▶ _Page extract_
BEGIN

Only those in regular work however could afford to belong to sick clubs. The uninsured had to rely for treatment under the Poor Law.
The old Poor Law Act laid down that each Parish was responsible for the maintenance of its own poor. Overseers of the Poor were to be nominated annually and a Poor Rate levied upon the inhabitants. In 1834 the labour-rate system was introduced whereby farmers must either employ out-of-work labourers on their land or help pay towards their upkeep.
Parish Relief, however was not easy to get and apparently was looked upon as a last resort. The village was largely self-sufficient and most villagers had family connections with other members of the village. So in times of hardship they tended to help each other.
THE 1930's
Between the wars there was an acute shortage of housing cheap enough for families on low incomes to rent or buy and the Government introduced various schemes of subsidies to local councils to build houses to fill the need.
In 1930 the Parish minutes record: The question of providing new houses in the Parish for the working classes was discussed - application for six in Dagnall, six in Edlesborough and four in Northall. Later the minutes record that: Application be made to W.R.D.C. for the erection of eight more houses for the working classes of Edlesborough at a site near the Green and four more at Dagnall.
In 1931 the first eight Council Houses were built in the village sited in Dunstable Road adjacent to the pond. Cottage tenants of Pound Bank and Studham Lane were offered these Council Houses at 5/- per week. Many of their cottages were in very poor condition. Some of those at Pound Bank had been built around 1850, had earth floors, no damp courses and were very cold and damp. They were of the two up and two down variety (i.e. a living room and scullery downstairs and two bedrooms upstairs, with a shared outside toilet). Baths were taken in a tin bath in front of the living room fire, the bath being filled by boiling kettles. One lady recalls with due modesty that during her married life in the cottages she always kept her vest on while having a bath. The 15 cottages at Pound Bank were pulled down in 1959. In the intervening years some of the vacant cottages were let to people from London at 3/-to 3/6 per week as holiday homes and weekend cottages. One lady recalls her parents using a Studham Lane cottage as a regular holiday home. Before returning to Brixton the mattresses were brought downstairs and stood against the wall of the room so that the fire next door would keep them aired.
One much appreciated feature of the Council Houses was that they were all equipped with a coal fired kitchen range. Electricity had not yet come to the village and the cooking arrangement in the cottages was an oven at the side of the open fire in the living room. Kettles were boiled on the open fire or on a paraffin stove. Most of the cottagers used to take their pies and cakes and sometimes their Sunday dinner down to the Bakehouse for Mr Gaddesden to put in the oven after the bread had come out. The kitchen range with its oven and hot plates was a terrific boon. The houses were however still lacking a bathroom or flush toilets as piped water and main sewer was still not available. The sculleries were equipped with a brick built copper for clothes washing and at the middle of the row of houses adjacent to the road was a hand pump. This again was an improvement, it being much easier than winding buckets of water up from the wells. A further four Council Houses were built in 1937.
In the 1920’s the Zoological Society of London decided to open a Zoological Park at Whipsnade for the purpose of breeding and exhibition of wild animals, and a sanctuary for British Wild birds and British Wild plants.

END

▶ _Problem set_
1. Could you reproduce the stretch of the local history text from "Parish Relief, however" through "fill the need.", replacing "Parish Relief" with "Poor Relief"?
2. According to the local history text, what weekly rent were the cottage tenants of Pound Bank and Studham Lane offered for the first Council Houses?

▶ _Recorded information_

BEGIN

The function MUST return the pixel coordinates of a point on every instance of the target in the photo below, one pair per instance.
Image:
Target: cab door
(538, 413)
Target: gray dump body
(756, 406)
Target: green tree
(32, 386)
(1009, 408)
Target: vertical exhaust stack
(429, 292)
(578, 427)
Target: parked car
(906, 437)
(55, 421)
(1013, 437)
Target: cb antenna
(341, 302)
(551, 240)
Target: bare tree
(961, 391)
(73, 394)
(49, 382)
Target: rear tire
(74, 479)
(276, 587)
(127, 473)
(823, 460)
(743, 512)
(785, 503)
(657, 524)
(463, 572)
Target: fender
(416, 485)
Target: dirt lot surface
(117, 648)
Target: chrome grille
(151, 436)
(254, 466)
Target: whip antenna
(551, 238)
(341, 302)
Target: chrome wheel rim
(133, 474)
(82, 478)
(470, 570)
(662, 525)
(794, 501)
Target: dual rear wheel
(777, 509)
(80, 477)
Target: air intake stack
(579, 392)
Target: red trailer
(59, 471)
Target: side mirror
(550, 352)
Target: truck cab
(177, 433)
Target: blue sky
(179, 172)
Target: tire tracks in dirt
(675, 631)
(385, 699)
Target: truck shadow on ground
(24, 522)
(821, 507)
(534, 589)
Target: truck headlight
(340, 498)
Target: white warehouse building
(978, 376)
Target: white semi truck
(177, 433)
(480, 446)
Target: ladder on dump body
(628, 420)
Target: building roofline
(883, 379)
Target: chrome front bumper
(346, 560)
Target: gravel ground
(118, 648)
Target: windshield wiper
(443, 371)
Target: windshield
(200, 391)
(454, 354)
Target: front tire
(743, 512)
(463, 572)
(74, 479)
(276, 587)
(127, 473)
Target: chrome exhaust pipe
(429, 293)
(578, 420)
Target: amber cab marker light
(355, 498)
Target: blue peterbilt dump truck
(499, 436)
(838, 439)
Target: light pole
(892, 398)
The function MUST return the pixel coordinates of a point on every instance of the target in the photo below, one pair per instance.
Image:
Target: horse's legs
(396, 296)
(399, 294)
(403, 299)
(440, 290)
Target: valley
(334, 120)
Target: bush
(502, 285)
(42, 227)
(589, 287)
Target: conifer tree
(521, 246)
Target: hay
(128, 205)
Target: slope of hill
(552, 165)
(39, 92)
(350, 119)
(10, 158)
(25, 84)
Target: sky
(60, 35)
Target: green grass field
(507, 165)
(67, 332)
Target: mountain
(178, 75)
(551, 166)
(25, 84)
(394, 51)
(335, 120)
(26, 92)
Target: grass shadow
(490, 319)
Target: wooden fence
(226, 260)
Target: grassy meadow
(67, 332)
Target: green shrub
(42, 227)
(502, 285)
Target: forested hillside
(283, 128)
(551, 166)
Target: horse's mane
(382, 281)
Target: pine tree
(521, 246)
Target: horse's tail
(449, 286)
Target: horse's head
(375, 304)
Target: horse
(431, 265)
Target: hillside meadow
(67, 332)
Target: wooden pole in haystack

END

▶ _Exercise solutions_
1.
Poor Relief, however was not easy to get and apparently was looked upon as a last resort. The village was largely self-sufficient and most villagers had family connections with other members of the village. So in times of hardship they tended to help each other.
THE 1930's
Between the wars there was an acute shortage of housing cheap enough for families on low incomes to rent or buy and the Government introduced various schemes of subsidies to local councils to build houses to fill the need.

2. 5/- per week.